- _EXERCISE_:
Rewrite the material below as a JSON list of strings, with each line as its own string and blank lines omitted.

(Point-based annotation data)
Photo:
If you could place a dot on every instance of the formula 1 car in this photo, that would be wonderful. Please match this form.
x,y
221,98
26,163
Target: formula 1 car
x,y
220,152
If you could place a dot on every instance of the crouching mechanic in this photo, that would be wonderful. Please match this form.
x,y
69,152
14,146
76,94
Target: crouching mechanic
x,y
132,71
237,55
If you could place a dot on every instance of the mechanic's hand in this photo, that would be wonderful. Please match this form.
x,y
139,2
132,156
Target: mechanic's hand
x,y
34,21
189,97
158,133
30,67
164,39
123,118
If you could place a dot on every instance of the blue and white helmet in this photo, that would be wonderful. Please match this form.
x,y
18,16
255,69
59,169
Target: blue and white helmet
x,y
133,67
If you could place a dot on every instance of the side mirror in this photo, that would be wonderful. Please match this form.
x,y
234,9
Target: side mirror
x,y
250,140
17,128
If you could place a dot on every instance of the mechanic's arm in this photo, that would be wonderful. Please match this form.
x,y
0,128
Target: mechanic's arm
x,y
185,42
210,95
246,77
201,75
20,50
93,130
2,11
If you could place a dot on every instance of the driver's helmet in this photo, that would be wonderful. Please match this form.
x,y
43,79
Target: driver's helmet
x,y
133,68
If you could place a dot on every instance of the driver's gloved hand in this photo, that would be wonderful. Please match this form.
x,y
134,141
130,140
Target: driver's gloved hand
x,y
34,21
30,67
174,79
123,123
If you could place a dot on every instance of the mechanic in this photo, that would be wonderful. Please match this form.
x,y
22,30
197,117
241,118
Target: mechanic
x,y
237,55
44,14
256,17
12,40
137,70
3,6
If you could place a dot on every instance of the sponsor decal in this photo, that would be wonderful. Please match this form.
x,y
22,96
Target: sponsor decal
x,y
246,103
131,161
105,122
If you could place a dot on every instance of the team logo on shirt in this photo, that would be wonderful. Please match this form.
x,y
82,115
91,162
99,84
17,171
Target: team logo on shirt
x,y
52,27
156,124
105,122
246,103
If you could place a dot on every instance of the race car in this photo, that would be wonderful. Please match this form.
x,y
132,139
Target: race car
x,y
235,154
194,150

- _ANSWER TO THIS PROBLEM_:
[
  "Photo:",
  "If you could place a dot on every instance of the formula 1 car in this photo, that would be wonderful. Please match this form.",
  "x,y",
  "221,98",
  "26,163",
  "Target: formula 1 car",
  "x,y",
  "220,152",
  "If you could place a dot on every instance of the crouching mechanic in this photo, that would be wonderful. Please match this form.",
  "x,y",
  "69,152",
  "14,146",
  "76,94",
  "Target: crouching mechanic",
  "x,y",
  "132,71",
  "237,55",
  "If you could place a dot on every instance of the mechanic's hand in this photo, that would be wonderful. Please match this form.",
  "x,y",
  "139,2",
  "132,156",
  "Target: mechanic's hand",
  "x,y",
  "34,21",
  "189,97",
  "158,133",
  "30,67",
  "164,39",
  "123,118",
  "If you could place a dot on every instance of the blue and white helmet in this photo, that would be wonderful. Please match this form.",
  "x,y",
  "18,16",
  "255,69",
  "59,169",
  "Target: blue and white helmet",
  "x,y",
  "133,67",
  "If you could place a dot on every instance of the side mirror in this photo, that would be wonderful. Please match this form.",
  "x,y",
  "234,9",
  "Target: side mirror",
  "x,y",
  "250,140",
  "17,128",
  "If you could place a dot on every instance of the mechanic's arm in this photo, that would be wonderful. Please match this form.",
  "x,y",
  "0,128",
  "Target: mechanic's arm",
  "x,y",
  "185,42",
  "210,95",
  "246,77",
  "201,75",
  "20,50",
  "93,130",
  "2,11",
  "If you could place a dot on every instance of the driver's helmet in this photo, that would be wonderful. Please match this form.",
  "x,y",
  "43,79",
  "Target: driver's helmet",
  "x,y",
  "133,68",
  "If you could place a dot on every instance of the driver's gloved hand in this photo, that would be wonderful. Please match this form.",
  "x,y",
  "134,141",
  "130,140",
  "Target: driver's gloved hand",
  "x,y",
  "34,21",
  "30,67",
  "174,79",
  "123,123",
  "If you could place a dot on every instance of the mechanic in this photo, that would be wonderful. Please match this form.",
  "x,y",
  "22,30",
  "197,117",
  "241,118",
  "Target: mechanic",
  "x,y",
  "237,55",
  "44,14",
  "256,17",
  "12,40",
  "137,70",
  "3,6",
  "If you could place a dot on every instance of the sponsor decal in this photo, that would be wonderful. Please match this form.",
  "x,y",
  "22,96",
  "Target: sponsor decal",
  "x,y",
  "246,103",
  "131,161",
  "105,122",
  "If you could place a dot on every instance of the team logo on shirt in this photo, that would be wonderful. Please match this form.",
  "x,y",
  "82,115",
  "91,162",
  "99,84",
  "17,171",
  "Target: team logo on shirt",
  "x,y",
  "52,27",
  "156,124",
  "105,122",
  "246,103",
  "If you could place a dot on every instance of the race car in this photo, that would be wonderful. Please match this form.",
  "x,y",
  "132,139",
  "Target: race car",
  "x,y",
  "235,154",
  "194,150"
]